• _The data_:
----
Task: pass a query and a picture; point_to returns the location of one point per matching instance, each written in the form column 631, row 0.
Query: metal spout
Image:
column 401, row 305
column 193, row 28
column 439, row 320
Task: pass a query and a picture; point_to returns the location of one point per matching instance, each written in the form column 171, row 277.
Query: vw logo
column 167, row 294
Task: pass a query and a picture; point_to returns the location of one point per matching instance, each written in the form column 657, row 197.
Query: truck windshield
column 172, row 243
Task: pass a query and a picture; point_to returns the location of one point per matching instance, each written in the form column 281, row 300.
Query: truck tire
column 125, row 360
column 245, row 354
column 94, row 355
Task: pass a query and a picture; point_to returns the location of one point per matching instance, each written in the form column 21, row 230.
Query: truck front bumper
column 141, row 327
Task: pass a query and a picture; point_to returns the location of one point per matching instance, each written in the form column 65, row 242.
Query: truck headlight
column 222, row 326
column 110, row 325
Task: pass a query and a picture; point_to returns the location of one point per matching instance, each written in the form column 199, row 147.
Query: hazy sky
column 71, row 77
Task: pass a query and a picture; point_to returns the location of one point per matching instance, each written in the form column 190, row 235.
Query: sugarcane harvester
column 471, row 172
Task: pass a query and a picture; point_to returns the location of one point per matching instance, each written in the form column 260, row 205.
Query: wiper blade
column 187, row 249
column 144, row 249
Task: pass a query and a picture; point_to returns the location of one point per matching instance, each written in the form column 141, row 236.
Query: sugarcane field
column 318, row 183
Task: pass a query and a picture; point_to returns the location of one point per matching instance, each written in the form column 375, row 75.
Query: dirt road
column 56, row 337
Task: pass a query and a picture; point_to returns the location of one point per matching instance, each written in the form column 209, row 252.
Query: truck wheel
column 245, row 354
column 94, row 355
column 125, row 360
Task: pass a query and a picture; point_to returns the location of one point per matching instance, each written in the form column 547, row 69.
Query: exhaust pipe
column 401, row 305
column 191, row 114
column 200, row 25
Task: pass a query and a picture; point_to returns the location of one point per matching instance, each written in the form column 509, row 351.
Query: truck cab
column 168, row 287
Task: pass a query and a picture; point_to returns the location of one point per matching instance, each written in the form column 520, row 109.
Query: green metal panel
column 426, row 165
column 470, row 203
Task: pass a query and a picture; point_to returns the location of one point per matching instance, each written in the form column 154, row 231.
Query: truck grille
----
• _Given problem_:
Copy verbatim every line of the data from the line containing "547, row 69." through the end of the data, including both of those lines.

• _Solution for this problem_:
Task: pass a query and a picture; point_to returns the location of one point per matching instance, each written in the form column 547, row 69.
Query: exhaust pipe
column 401, row 305
column 191, row 114
column 200, row 25
Task: pass a query and a picture; point_to returns the location of one point per matching instance, each written in the form column 509, row 351.
Query: truck cab
column 168, row 287
Task: pass a query and a picture; point_to returns the location of one point per matching instance, each written in the form column 520, row 109.
Query: green metal panel
column 426, row 165
column 470, row 203
Task: pass a query and a picture; point_to returns the location of one point per matching instance, each written in the form column 154, row 231.
Query: truck grille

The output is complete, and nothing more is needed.